> Task details
Keep only the lines that hold the string "house", filtering out the rest of the entries below.
#### Data extract
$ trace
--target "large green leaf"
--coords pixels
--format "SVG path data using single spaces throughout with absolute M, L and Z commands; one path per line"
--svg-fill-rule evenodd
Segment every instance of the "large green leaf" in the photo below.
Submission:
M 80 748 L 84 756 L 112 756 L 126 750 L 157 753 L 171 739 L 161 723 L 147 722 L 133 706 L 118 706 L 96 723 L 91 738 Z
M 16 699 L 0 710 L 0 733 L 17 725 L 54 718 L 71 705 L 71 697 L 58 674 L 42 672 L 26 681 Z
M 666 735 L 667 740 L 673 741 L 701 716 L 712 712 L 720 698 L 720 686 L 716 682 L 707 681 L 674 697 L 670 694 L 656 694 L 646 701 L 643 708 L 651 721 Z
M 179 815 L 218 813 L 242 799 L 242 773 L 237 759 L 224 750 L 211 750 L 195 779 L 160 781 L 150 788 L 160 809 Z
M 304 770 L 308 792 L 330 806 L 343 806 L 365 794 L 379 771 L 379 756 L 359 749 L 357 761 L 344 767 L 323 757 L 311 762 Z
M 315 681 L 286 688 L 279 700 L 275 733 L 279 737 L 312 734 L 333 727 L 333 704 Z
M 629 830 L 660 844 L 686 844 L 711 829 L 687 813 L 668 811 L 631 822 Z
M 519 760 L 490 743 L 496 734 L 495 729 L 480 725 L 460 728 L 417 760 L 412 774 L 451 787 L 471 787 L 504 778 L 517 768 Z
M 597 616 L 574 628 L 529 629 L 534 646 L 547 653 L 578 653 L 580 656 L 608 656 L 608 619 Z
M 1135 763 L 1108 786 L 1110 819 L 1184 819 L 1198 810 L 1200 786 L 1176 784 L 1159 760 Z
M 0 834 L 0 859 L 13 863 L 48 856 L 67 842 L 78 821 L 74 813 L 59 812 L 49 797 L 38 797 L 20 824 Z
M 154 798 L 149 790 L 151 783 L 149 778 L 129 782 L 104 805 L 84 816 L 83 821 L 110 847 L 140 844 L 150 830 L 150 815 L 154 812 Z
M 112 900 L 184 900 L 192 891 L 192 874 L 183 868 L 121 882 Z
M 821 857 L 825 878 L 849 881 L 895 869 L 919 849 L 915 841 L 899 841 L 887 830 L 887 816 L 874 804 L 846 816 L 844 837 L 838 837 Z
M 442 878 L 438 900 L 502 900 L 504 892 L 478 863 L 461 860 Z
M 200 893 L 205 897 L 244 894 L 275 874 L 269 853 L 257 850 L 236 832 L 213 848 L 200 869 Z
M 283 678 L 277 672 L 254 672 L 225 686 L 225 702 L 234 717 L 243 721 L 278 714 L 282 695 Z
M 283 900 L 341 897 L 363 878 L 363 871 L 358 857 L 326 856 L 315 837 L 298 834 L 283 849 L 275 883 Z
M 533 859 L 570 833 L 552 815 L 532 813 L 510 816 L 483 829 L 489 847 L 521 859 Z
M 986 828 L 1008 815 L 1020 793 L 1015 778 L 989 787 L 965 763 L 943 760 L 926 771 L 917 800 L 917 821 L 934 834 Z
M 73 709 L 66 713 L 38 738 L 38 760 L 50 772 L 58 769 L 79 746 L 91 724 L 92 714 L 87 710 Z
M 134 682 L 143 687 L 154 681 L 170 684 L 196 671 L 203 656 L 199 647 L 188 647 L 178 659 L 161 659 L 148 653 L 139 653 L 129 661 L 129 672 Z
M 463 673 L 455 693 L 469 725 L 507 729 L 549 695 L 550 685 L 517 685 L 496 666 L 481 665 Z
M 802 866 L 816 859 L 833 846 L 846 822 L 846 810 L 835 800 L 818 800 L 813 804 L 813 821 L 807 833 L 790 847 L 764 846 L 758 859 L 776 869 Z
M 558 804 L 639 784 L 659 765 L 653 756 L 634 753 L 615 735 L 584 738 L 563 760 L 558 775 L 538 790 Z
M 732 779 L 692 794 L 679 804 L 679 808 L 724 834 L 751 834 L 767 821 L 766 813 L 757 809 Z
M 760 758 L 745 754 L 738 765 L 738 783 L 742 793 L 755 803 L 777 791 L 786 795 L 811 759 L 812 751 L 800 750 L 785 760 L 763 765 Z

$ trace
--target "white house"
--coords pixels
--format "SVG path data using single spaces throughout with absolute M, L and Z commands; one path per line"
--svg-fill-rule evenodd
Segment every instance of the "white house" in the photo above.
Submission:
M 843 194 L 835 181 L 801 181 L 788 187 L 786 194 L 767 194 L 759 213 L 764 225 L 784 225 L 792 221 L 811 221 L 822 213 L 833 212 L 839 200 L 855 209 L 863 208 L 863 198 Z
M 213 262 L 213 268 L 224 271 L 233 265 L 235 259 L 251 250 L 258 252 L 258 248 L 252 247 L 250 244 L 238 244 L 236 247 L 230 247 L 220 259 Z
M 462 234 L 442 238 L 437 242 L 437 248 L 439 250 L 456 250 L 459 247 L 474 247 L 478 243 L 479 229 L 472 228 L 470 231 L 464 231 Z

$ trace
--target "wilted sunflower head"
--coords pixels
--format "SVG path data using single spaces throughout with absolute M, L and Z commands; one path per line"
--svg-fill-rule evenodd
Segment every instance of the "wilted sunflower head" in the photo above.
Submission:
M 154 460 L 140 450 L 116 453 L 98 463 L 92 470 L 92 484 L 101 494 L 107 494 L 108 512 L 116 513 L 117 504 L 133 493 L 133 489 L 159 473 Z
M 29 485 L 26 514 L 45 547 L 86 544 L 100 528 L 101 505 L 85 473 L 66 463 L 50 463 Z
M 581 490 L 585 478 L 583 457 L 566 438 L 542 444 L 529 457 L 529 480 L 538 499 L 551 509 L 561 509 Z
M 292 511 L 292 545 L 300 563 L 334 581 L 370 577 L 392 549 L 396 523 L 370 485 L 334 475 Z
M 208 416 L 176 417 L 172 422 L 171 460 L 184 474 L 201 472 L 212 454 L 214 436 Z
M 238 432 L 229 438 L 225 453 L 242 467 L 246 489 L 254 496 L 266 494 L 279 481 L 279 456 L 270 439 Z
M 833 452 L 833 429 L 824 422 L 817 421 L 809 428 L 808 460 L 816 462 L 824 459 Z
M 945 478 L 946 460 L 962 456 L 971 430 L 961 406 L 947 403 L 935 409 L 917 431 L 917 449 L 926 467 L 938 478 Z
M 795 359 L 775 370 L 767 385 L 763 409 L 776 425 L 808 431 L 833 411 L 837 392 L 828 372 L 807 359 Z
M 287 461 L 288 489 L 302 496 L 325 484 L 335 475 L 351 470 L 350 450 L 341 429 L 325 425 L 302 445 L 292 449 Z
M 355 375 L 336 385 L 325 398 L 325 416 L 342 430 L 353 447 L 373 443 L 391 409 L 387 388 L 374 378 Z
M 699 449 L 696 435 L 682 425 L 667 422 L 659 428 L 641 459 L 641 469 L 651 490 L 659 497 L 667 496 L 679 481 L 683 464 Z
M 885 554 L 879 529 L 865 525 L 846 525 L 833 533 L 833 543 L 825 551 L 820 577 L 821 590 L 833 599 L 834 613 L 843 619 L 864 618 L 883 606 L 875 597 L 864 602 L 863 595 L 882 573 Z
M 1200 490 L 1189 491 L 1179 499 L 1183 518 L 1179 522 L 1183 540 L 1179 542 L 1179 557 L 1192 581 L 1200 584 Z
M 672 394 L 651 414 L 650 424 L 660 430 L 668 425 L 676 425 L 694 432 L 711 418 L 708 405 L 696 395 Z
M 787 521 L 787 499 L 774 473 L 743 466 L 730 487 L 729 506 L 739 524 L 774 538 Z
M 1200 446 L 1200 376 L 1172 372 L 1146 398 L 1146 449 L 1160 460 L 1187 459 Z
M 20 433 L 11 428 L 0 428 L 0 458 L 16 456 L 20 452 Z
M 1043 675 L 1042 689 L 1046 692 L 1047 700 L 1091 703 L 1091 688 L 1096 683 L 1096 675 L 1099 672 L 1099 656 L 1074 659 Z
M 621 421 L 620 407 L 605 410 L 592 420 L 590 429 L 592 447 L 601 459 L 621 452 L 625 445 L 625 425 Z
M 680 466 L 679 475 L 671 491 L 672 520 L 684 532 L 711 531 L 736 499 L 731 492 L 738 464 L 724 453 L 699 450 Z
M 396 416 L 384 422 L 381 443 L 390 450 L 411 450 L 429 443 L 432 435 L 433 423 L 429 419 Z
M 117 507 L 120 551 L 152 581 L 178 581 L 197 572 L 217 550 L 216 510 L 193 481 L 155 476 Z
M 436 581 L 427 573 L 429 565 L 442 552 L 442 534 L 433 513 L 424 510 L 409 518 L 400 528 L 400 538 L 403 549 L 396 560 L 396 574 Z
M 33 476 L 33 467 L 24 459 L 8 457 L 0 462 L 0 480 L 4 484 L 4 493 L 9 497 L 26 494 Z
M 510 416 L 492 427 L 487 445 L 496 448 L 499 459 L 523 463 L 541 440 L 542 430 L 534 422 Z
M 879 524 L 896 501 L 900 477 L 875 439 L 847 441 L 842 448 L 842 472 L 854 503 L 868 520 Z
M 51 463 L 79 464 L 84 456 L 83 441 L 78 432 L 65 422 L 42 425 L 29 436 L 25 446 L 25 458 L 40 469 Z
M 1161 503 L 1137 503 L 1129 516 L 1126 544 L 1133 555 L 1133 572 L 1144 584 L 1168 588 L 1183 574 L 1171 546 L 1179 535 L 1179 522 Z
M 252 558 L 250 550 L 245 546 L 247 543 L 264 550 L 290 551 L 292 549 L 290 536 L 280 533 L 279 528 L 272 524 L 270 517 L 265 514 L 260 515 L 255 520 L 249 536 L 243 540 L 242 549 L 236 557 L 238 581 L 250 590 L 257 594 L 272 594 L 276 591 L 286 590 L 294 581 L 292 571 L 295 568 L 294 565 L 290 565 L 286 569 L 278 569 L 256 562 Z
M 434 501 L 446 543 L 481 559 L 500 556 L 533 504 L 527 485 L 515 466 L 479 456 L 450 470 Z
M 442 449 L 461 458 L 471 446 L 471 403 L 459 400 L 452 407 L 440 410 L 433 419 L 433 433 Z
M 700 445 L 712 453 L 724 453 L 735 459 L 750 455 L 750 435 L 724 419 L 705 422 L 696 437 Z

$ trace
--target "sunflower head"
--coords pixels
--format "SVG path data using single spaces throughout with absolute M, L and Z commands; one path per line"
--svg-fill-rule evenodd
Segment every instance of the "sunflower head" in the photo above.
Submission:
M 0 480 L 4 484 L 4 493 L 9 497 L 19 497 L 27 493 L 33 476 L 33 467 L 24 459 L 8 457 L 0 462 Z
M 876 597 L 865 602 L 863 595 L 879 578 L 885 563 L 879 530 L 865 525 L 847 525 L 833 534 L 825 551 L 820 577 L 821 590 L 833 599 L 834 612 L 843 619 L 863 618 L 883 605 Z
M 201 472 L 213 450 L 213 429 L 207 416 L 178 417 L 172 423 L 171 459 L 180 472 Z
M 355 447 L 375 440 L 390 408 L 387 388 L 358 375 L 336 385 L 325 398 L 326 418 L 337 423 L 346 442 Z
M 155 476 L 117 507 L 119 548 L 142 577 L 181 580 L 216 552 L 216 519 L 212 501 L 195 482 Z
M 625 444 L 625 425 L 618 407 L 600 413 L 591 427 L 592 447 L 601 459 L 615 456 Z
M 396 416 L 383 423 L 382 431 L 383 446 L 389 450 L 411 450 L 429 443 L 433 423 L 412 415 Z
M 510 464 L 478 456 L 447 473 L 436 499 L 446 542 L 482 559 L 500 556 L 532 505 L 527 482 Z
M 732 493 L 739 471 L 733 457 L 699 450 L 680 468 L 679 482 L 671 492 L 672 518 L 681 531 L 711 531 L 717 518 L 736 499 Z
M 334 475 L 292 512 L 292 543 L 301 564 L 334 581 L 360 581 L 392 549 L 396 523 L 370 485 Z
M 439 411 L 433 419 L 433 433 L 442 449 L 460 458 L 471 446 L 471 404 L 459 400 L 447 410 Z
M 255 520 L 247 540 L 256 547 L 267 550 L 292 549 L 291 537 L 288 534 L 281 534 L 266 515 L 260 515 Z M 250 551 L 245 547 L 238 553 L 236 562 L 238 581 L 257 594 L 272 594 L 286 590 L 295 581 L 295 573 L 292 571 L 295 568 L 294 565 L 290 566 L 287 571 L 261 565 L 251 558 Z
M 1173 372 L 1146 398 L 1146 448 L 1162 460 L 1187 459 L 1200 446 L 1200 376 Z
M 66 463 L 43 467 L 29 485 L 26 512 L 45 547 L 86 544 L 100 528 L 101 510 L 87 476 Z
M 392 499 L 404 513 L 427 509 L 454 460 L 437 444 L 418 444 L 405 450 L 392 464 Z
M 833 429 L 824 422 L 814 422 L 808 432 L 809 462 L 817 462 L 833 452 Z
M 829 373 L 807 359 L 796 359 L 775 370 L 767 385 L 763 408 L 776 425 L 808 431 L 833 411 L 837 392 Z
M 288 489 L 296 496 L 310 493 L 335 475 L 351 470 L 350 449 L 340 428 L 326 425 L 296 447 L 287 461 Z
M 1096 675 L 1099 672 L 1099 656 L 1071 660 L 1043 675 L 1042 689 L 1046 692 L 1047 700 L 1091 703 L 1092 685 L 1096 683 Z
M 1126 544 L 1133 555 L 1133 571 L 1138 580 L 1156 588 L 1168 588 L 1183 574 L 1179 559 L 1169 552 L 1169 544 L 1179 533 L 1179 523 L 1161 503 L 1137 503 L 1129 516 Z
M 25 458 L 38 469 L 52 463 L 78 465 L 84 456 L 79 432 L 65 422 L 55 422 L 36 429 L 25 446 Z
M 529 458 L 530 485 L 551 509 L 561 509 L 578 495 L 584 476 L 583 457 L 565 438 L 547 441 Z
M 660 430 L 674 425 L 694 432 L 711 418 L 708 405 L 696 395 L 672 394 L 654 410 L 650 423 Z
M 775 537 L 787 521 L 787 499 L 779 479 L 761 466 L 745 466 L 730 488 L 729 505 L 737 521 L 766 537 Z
########
> Reply
--target "white house"
Segment every instance of the "white house" in the photo above.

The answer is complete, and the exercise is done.